____ Passage

Conventional drought indices assume stationarity. However, under the combined effects of climate change and anthropogenic influences, such as land-use change [26] and reservoir operations [27], and hydro-meteorological factors, including precipitation, temperature, and runoff not necessarily being stationary, the traditional drought index that is based on the stationary assumption of fixed distribution parameters, ends up being inapplicable in the future [28]. Milly et al. [29] famously asserted that “stationarity was dead”; since then, an increasing number of studies have considered non-stationary factors in the hydrological calculation process.
The Generalized Additive Models for Location, Scale, and Shape (GAMLSS) proposed by Rigby [30] have been widely applied in nonstationary drought assessments. Nonstationarity has been characterized by the construction of linear or non-linear parameters between response variables (drought factors) and explanatory variables (time, climate, and anthropogenic factors) to obtain changes in the distribution parameters [6,31,32]. Including time as a covariate is the most common approach in nonstationary drought models. Considering that a longer time series may contain significant climate change signals, it is not feasible to model time series longer than approximately 30 years using the SPI [33]. Fitting a time-varying gamma distribution to a trending rainfall series makes it possible to attenuate the effect of 100-year precipitation time-series trends on the SPI and reflect more severe and frequent droughts [34]. Wang et al. [35] studied the evaluation of the summer drought in Northern China using the SPI with time as a covariate; the results showed that the non-stationarity of the hydrological time series could not be ignored in drought analyses and forecasts. The nonstationary SPI was superior to the traditional SPI in disclosing the trend of temporal and spatial changes in Southwest China [36]. Similar time-varying nonstationary drought evaluations were conducted using the Standardized Streamflow Index (NSSI) [37,38] and the Non-Stationary Reconnaissance Drought Index (NRDI) [39], and significant differences between the stationary hydrological indices and non-stationary hydrological indices were captured.
With the further developments in research, meteorological and anthropogenic factors have also been introduced into the non-stationary drought assessments. Using climate as a covariate, Li et al. [40] estimated that in Northern China, the Nonstationary Standardized Precipitation Index (NSPI) could capture drought characteristics better than the SPI could; the same results could also be recognized in the middle and lower reaches of the Yangtze River [31]. Kumar et al. [41] explained the non-stationarity of hydro-meteorological variables (precipitation and evapotranspiration) affecting droughts by constructing a GAMLSS-based non-stationary model with a SPEI and a Standardized Deficit Distance Index (SDDI). The climate-driven and human-induced NSSI could provide more reasonable and satisfactory results than the stationary index (SSI) [42]. The NSSI, when used downstream of the Yangtze River, implied the weakening of the reservoirs used to reduce hydrological droughts [38]. As the number of covariates increased, the performance of the nonstationary model improved [32]. Combined with the time-varying copula model, the Nonstationary Meteorological and Hydrological Drought Index (NMHDI) identified more frequent extreme droughts in western China, which could be attributed to its ability to respond to a continuously changing environment [28].

________

**Prompt a:**
Which researchers does the passage on nonstationary drought assessment name when citing earlier work? List each one.
The passage and the entries come from unrelated sources.

____ Supplied entries

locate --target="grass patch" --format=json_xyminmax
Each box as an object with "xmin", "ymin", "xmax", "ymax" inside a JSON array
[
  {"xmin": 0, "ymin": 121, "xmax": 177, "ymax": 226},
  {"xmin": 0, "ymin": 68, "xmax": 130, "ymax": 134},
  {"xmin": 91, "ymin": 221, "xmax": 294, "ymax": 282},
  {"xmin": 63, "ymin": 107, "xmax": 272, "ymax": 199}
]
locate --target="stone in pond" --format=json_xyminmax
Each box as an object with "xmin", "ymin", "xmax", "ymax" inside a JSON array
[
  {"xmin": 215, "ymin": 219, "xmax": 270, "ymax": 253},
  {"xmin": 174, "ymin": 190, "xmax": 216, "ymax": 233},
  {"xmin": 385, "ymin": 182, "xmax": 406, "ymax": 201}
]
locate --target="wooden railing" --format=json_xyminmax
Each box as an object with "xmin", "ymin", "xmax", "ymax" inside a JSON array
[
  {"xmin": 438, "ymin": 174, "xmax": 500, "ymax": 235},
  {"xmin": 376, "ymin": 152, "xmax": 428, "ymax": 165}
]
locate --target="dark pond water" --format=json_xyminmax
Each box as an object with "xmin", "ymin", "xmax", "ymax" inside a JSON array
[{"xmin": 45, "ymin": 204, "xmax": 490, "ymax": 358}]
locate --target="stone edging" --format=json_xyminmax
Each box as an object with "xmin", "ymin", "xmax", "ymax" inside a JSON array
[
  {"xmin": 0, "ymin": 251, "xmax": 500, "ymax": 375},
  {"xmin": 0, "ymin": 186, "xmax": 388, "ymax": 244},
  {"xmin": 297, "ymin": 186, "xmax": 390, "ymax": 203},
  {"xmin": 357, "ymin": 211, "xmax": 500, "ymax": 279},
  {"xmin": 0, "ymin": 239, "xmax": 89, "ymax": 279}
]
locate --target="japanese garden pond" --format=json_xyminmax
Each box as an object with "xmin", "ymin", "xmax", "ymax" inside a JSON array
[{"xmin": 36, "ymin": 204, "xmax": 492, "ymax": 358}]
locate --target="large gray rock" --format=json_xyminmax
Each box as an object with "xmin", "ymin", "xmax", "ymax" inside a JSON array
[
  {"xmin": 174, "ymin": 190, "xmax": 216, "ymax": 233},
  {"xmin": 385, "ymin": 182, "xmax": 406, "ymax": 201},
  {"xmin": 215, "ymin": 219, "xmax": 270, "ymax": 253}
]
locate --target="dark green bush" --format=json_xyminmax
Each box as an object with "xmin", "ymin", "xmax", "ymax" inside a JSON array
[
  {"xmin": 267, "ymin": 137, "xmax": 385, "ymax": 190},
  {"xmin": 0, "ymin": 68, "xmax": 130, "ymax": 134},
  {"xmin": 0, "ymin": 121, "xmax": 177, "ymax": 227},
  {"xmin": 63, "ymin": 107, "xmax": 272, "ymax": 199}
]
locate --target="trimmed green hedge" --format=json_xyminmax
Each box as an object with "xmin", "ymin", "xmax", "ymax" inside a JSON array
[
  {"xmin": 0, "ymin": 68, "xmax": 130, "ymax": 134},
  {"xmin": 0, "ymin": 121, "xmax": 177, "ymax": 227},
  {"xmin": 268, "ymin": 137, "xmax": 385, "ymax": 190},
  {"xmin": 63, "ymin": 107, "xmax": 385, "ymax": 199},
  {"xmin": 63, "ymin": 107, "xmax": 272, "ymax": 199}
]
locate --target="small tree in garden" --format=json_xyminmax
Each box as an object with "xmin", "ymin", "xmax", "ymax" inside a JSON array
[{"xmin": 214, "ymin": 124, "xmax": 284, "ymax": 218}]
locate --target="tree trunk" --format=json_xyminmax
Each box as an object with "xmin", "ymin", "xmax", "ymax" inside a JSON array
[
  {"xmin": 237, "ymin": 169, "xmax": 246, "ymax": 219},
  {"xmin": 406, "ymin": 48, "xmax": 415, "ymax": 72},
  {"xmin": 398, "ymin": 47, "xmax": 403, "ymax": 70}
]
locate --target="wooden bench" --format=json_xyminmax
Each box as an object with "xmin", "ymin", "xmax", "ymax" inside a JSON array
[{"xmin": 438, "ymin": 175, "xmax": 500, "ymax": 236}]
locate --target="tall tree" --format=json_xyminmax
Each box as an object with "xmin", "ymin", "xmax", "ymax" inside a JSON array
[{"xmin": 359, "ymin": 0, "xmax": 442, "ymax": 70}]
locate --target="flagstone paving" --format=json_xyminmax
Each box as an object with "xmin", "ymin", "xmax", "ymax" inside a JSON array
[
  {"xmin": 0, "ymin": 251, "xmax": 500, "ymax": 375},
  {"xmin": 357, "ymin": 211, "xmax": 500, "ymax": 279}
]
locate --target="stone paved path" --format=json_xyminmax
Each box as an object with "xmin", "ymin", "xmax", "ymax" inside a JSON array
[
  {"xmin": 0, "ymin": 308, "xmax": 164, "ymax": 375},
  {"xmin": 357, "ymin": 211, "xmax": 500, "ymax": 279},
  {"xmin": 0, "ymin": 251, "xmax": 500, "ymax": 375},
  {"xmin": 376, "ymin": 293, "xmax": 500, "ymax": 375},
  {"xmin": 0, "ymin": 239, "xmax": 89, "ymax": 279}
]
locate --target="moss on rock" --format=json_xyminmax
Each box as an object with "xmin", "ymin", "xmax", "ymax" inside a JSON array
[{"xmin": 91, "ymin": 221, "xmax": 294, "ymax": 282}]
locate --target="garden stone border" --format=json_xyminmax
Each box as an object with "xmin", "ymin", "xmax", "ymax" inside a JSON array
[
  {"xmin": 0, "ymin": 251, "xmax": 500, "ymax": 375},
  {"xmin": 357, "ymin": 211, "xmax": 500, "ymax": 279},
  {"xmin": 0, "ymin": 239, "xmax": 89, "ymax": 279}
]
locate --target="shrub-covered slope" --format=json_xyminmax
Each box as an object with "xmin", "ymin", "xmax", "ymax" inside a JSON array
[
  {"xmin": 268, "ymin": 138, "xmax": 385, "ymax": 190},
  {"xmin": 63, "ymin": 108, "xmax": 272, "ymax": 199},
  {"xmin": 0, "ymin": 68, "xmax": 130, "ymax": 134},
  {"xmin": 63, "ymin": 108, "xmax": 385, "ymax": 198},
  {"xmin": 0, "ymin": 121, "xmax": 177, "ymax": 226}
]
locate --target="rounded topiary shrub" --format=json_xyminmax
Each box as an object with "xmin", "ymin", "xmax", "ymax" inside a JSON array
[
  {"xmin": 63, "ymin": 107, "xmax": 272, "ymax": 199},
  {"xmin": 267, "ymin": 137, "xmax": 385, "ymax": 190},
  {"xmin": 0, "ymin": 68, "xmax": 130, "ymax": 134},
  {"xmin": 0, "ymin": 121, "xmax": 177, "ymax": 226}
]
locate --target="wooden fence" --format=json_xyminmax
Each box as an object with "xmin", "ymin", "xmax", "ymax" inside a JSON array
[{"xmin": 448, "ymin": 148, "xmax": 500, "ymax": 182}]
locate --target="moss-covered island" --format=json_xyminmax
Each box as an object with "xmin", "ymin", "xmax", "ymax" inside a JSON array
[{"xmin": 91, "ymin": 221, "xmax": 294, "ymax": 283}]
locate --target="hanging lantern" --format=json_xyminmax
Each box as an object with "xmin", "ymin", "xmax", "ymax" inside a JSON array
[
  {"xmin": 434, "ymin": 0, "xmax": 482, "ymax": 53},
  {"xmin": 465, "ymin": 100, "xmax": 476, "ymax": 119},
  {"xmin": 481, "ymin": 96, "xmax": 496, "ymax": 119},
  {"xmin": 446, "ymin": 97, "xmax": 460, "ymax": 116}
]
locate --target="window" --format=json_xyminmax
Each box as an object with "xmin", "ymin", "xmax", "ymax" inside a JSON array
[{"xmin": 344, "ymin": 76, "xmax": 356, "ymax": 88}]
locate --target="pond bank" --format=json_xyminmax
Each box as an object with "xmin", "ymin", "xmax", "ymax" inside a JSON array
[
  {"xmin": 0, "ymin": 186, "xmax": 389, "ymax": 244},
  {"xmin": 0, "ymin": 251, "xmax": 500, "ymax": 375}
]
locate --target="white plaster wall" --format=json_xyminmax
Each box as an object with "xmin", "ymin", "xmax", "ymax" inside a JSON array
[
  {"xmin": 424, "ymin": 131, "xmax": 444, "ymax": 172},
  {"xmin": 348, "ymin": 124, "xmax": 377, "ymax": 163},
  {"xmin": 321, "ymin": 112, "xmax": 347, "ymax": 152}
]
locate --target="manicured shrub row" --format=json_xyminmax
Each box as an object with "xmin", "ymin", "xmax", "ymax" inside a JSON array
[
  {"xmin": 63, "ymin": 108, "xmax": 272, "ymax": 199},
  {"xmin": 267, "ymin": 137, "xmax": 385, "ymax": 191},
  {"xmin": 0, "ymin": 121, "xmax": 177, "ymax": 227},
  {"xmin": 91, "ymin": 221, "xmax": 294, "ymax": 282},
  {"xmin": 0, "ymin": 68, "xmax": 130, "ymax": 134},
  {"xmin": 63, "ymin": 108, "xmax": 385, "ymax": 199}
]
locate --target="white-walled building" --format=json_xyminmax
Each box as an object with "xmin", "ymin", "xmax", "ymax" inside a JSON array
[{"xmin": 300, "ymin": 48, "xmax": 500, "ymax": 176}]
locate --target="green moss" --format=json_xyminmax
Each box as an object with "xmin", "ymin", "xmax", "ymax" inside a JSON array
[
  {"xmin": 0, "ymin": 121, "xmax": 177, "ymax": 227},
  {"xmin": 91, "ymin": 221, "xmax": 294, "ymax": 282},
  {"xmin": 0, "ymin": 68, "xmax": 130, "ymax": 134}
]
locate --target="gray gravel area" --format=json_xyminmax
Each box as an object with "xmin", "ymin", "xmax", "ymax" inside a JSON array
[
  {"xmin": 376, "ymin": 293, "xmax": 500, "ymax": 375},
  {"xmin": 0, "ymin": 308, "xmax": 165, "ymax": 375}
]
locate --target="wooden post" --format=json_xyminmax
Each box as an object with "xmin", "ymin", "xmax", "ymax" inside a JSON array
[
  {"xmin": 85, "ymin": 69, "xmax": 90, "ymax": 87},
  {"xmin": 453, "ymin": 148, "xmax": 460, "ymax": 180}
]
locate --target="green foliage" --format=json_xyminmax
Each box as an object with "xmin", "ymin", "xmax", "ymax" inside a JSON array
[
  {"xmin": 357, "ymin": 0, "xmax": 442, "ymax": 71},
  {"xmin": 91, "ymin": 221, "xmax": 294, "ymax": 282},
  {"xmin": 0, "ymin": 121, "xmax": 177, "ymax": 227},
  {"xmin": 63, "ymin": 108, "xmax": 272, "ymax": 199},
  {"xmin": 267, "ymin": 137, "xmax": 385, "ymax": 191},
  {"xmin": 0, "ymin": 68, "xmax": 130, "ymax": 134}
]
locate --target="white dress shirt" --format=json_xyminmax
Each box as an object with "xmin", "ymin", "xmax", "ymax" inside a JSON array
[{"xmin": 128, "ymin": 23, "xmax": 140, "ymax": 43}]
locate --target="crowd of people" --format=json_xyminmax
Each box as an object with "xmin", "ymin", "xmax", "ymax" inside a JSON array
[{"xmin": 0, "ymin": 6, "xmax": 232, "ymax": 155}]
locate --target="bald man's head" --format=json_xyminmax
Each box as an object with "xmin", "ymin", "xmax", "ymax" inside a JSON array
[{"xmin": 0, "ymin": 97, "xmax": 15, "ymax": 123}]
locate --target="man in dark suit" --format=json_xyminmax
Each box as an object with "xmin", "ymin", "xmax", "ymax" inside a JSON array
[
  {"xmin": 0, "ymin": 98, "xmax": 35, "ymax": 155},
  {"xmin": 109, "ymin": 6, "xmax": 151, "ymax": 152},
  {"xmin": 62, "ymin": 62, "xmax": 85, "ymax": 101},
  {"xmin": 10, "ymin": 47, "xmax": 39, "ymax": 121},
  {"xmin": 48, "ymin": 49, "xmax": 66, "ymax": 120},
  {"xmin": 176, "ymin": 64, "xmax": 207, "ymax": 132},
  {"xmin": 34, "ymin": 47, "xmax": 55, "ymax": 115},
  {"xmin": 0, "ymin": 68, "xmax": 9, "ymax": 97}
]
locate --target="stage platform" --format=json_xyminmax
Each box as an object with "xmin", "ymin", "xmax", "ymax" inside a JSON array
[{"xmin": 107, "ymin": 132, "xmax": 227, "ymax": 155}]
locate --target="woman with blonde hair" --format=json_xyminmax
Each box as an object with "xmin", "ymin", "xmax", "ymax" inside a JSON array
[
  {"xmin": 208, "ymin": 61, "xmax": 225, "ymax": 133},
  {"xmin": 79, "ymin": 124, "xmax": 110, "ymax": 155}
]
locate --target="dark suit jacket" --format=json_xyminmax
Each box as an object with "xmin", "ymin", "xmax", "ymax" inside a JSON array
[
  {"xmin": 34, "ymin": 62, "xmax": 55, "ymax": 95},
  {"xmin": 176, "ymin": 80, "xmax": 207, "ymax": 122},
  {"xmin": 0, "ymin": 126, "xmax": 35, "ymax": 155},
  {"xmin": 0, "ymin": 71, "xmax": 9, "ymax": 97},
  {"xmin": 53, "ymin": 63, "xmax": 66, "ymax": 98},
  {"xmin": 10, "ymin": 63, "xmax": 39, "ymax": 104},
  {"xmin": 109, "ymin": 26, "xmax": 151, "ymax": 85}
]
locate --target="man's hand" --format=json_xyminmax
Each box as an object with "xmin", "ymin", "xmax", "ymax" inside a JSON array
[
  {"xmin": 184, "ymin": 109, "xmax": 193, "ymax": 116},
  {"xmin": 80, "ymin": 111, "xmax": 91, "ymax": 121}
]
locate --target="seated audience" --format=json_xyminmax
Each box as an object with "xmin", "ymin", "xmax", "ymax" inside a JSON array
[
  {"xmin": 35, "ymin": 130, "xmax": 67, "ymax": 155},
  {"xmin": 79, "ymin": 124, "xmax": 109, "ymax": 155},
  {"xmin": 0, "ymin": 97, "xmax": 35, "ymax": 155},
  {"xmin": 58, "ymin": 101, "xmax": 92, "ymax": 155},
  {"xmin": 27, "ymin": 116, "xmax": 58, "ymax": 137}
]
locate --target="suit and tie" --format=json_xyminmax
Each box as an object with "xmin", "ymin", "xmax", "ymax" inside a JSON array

________

**Prompt b:**
Which lines of the entries contain the word "rock"? Copy each of those lines, treating uppercase and lowercase as different.

**Exercise solution a:**
Milly et al., Rigby, Wang et al., Li et al., Kumar et al.

**Exercise solution b:**
locate --target="large gray rock" --format=json_xyminmax
locate --target="moss on rock" --format=json_xyminmax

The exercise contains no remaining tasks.